The Apes are faffing around their dressing room, about to go on stage to a rather intimidating crowd of Kasabian fans. It's a downsized tour for Kasabian, one of the most popular bands in Britain today, but the venue still holds about 2,000 people. ‘Are Kasabian a big band?' asks Tom innocently, when they wander into the colossal hall for the first time earlier that day.

It's this lack of stopping to think, coupled with a constant motion in touring – just yesterday, they began a sold-out UK tour with The Ting Tings – that has been a blessing to the Apes. MayKay says other Irish bands sit down and examine everything, dissect it, over-think it, whereas she and her bandmates just do it. ‘What has happened with us since the band started, is when big things come up, a million little things come up as well, so we don't have time to get worried or panic about anything bigger. For example, Glastonbury – we gigged all the way up to Glastonbury, so we never really thought about Glastonbury until the day. It's the same thing with the album. It's done now,' she says, frankly.

They are scarred by the road. Knackered, but having a blast. When they get home for a couple of days' break, after a few hours, they end up in Pockets' house. They can't stay away from each other. They admit to having become institutionalised by touring, leading to endless conversations like this:

Tom: ‘You'd miss an aul' truck stop, wouldn't you, when you're at home? Not specific or anything, just the idea of them.'

Pockets: ‘I'd like to leave my house and be able to go across and have a good selection. Maybe win some cash prizes.'

Tom: ‘No. You've got too much choice at home.'

MayKay: ‘I'm sorry, I definitely don't miss truck stops. Do you ever just find yourself sitting at a truck stop and eating or something and being like, “I was here before. Don't know when, don't care when, never gonna find out.” Oh my God.'

Tom: ‘You should buy a paper.'

MayKay: ‘Buy a paper?'

Tom: ‘Yeah, then don't be in a truck stop, because you just zone out.'

MayKay: ‘I've never seen you read a paper.'

Tom: ‘You've never seen me read a paper?'

MayKay: ‘I've never seen you read a paper in a truck stop.'

Tom: ‘I read papers in truck stops, yeah.'

MayKay: ‘Anyway! I don't know if reading in a truck stop makes me like them any more.'

Tom: ‘It makes me like them.'

MayKay: ‘Well, that's good. You've found a method. I have not yet. I'm sure I will.'

As for the music? It's odd genius (Pockets describes it self-deprecatingly thus: ‘Hook, verse, hook, verse, end of song. The end. That's it. Run it through a distortion pedal.') Obsessions with 1990s popular culture, an incredible talent for catching a melody, then another one, then another one, and ending up with a pop song that has fifty times as much catchiness as anything near it. Feminist, occasionally violent lyrics; almost cartoon-like, and full of strange fantasy. The result is near-perfect pop befitting of a culture where pop doesn't exist anymore; music that's simultaneously assaulting and comforting, stupid and remarkably intelligent.

▶ **ENTRIES**:
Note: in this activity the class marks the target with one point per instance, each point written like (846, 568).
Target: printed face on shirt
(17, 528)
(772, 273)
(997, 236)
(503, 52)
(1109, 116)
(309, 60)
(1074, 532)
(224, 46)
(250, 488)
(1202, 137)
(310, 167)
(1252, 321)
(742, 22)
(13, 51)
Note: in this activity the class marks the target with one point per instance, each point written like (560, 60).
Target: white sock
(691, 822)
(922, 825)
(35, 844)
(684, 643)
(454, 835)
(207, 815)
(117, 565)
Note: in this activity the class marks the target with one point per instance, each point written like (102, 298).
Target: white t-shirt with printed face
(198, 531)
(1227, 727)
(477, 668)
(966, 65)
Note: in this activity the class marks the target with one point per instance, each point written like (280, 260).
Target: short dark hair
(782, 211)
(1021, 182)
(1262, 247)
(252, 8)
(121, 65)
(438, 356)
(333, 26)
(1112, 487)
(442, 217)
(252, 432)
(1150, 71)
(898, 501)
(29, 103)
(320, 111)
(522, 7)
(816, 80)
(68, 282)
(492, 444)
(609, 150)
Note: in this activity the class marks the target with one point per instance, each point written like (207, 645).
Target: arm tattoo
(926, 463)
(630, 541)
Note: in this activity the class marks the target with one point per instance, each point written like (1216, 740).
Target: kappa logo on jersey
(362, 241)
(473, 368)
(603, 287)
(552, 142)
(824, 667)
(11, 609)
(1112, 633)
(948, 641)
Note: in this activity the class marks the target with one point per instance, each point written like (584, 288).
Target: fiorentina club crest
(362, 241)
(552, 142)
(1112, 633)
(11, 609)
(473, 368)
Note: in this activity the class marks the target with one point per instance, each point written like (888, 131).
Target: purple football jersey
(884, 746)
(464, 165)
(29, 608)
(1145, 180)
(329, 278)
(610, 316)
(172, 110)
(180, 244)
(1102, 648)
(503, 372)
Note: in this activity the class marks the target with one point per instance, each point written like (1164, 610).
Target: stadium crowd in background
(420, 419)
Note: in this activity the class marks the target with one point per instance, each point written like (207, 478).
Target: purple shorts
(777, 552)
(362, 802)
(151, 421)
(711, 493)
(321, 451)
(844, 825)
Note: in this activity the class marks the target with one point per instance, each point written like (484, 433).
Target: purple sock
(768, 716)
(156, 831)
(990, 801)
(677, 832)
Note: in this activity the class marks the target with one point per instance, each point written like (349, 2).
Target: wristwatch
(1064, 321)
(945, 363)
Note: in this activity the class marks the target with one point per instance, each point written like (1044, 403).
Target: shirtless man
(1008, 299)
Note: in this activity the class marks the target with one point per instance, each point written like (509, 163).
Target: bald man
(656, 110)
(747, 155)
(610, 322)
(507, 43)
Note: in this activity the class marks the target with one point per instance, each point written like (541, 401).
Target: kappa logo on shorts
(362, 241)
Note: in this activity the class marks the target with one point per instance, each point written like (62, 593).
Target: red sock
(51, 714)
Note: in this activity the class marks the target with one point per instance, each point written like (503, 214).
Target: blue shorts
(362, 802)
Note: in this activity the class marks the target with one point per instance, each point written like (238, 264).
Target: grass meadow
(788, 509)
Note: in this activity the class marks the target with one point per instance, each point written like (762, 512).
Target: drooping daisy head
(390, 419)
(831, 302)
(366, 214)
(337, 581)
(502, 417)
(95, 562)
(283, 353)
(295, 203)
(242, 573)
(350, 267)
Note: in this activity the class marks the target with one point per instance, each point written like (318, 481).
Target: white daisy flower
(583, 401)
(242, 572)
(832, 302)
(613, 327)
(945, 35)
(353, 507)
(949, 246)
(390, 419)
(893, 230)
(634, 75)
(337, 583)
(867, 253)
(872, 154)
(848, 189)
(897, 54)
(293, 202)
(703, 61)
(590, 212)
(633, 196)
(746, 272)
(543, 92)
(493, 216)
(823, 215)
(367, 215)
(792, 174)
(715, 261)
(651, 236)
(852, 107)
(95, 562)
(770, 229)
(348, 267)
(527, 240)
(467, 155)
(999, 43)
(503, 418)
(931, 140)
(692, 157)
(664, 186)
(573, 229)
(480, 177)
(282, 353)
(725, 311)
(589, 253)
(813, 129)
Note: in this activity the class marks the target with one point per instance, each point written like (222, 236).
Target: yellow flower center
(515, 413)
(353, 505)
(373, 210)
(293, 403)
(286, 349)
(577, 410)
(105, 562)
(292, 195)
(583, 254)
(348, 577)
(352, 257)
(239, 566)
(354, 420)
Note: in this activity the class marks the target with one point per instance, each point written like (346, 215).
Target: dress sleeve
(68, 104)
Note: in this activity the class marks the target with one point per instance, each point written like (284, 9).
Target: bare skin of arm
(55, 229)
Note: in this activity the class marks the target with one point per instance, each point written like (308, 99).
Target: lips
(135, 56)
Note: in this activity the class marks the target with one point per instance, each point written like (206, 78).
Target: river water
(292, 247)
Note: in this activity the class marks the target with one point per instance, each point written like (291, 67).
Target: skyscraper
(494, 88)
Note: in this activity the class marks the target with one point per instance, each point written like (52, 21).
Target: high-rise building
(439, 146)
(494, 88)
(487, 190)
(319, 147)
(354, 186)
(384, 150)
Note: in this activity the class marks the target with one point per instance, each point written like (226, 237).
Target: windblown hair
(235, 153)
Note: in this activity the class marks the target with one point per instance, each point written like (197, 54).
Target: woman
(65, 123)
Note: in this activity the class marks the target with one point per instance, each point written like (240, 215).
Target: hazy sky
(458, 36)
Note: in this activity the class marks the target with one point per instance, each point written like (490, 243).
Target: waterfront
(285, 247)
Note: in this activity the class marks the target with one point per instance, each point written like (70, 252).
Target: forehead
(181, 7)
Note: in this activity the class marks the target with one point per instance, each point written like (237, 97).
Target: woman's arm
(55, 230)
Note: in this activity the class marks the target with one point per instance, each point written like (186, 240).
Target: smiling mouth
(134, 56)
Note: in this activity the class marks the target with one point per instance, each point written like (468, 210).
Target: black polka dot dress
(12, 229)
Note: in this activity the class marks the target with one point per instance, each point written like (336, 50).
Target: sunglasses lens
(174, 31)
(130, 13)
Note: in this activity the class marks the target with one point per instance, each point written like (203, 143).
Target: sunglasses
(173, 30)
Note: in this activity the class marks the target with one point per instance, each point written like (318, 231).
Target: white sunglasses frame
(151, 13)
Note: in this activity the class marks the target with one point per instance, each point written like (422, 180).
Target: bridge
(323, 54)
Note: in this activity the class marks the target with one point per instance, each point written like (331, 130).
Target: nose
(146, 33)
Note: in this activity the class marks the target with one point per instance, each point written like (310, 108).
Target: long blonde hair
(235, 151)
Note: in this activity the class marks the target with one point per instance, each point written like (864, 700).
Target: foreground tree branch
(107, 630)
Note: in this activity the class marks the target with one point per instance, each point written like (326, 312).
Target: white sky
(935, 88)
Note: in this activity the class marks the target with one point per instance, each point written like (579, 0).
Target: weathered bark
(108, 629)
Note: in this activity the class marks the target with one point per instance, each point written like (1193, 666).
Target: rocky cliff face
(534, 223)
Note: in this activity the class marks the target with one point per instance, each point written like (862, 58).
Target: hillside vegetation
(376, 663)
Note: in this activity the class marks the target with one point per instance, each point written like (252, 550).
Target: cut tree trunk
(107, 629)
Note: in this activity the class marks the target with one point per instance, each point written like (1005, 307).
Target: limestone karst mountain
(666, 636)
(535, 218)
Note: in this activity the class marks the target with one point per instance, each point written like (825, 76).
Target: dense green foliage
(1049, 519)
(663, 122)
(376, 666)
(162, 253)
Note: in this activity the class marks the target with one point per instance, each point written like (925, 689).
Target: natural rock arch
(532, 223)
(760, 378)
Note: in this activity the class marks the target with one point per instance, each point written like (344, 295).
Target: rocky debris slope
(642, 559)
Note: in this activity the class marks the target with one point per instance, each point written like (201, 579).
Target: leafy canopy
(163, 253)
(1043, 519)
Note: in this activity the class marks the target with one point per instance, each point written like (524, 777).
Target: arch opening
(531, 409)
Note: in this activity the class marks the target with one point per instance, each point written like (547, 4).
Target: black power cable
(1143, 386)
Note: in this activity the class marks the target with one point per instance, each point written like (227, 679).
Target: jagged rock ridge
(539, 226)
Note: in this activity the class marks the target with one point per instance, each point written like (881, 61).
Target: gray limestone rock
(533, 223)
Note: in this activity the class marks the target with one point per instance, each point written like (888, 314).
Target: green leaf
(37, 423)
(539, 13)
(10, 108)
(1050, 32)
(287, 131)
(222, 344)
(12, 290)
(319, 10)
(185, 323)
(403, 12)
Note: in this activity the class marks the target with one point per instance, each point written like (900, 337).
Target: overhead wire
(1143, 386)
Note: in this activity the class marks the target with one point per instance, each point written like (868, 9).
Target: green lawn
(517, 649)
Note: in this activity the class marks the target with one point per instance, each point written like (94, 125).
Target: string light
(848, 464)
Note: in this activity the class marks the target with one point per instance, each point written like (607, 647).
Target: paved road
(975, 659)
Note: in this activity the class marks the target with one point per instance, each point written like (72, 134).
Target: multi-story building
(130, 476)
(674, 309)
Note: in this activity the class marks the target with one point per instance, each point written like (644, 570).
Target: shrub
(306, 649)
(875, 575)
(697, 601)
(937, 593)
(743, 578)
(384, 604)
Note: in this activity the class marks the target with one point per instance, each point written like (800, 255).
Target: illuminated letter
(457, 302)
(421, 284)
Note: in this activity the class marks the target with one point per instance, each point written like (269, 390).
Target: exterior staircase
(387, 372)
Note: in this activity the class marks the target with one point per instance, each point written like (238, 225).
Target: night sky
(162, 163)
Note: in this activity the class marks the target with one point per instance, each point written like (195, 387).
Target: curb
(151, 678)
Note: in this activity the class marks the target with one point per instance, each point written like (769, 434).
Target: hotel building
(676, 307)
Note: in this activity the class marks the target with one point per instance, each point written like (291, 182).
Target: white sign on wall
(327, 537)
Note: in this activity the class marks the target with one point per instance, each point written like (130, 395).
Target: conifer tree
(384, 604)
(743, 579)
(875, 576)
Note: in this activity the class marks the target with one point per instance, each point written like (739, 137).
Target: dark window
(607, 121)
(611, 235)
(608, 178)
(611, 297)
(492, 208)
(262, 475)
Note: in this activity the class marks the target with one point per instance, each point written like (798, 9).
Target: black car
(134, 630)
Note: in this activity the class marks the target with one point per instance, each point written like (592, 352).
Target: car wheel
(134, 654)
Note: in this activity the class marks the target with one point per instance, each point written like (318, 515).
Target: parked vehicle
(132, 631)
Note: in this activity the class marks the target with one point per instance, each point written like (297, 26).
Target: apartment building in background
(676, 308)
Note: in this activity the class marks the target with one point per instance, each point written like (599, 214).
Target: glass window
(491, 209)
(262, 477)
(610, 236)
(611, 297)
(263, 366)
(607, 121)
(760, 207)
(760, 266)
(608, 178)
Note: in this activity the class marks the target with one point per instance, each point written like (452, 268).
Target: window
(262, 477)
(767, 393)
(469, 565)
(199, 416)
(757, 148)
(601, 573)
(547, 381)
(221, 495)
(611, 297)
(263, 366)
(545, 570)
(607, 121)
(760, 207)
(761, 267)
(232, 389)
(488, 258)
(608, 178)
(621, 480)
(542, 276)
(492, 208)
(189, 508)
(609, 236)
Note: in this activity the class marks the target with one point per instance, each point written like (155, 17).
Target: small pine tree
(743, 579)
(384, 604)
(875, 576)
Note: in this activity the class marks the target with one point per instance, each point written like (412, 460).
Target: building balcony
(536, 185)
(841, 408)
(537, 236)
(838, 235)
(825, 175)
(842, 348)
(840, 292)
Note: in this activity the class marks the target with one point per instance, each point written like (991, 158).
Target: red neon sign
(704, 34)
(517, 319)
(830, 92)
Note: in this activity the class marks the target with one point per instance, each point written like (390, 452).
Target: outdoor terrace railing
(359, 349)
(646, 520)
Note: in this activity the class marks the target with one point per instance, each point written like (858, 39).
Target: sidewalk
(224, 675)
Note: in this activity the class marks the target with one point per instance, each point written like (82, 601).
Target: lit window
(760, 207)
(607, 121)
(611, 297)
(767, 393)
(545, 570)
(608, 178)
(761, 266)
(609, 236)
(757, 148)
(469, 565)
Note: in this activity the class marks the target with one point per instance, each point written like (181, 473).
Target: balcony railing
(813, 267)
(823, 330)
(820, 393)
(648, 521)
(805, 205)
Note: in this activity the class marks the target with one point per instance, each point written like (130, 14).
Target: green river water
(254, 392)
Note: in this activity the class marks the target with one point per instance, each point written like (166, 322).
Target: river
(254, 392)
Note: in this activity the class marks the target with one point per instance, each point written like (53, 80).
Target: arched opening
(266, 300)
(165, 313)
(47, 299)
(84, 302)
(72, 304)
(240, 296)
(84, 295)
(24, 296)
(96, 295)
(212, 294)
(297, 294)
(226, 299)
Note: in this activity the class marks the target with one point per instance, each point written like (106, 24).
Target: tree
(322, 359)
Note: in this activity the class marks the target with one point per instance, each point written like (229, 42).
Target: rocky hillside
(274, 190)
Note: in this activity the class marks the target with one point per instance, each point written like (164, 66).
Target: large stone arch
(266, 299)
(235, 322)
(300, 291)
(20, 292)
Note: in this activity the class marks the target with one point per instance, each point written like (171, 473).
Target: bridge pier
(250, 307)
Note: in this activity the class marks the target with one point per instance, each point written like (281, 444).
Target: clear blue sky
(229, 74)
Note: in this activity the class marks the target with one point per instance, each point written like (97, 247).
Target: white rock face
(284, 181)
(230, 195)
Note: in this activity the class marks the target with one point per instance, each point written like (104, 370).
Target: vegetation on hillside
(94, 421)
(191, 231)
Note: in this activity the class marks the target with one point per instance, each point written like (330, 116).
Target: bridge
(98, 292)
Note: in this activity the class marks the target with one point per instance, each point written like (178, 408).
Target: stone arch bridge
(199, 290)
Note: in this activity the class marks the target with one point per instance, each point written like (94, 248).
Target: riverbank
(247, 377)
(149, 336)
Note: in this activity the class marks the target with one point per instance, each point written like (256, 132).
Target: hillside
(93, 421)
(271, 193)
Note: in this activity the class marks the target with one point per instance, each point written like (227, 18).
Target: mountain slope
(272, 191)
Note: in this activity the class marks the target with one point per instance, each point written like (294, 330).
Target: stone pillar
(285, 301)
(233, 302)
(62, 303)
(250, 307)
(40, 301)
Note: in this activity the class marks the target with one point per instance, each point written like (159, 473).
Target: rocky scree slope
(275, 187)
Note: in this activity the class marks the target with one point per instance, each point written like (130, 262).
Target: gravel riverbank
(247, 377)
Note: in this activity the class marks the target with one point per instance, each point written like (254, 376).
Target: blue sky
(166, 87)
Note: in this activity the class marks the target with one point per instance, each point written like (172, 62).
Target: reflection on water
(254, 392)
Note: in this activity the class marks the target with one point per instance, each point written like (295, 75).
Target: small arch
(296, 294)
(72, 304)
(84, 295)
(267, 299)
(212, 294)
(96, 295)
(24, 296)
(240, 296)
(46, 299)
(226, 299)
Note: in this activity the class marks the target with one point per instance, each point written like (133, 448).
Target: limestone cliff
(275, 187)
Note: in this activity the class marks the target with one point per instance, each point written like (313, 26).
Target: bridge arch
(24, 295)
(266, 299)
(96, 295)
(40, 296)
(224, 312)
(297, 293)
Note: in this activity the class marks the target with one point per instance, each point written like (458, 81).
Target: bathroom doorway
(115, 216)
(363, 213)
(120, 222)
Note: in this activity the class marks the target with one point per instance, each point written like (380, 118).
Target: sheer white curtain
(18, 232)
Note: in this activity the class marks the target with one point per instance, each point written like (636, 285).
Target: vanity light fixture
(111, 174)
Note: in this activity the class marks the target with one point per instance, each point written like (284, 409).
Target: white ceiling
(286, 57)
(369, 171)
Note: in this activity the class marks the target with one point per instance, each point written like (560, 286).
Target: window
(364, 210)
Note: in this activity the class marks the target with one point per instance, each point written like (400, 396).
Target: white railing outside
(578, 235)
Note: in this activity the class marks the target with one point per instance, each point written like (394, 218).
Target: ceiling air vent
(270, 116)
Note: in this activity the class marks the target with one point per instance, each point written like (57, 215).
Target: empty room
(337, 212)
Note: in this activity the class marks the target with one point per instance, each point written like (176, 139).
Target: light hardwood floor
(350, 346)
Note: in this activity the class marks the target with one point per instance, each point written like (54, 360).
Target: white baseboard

▶ **INSTRUCTION**: Decide whether each statement agrees with the article about the Apes, answering yes or no and quoting the words of the text that decide it: (a) the venue for the Kasabian show holds about 2,000 people; (b) MayKay says she misses truck stops; (c) the band thought about Glastonbury long before the day of the gig.

▶ **SOLUTION TO THE PROBLEM**:
(a) Yes: "the venue still holds about 2,000 people"
(b) No: "I definitely don't miss truck stops."
(c) No: "we never really thought about Glastonbury until the day"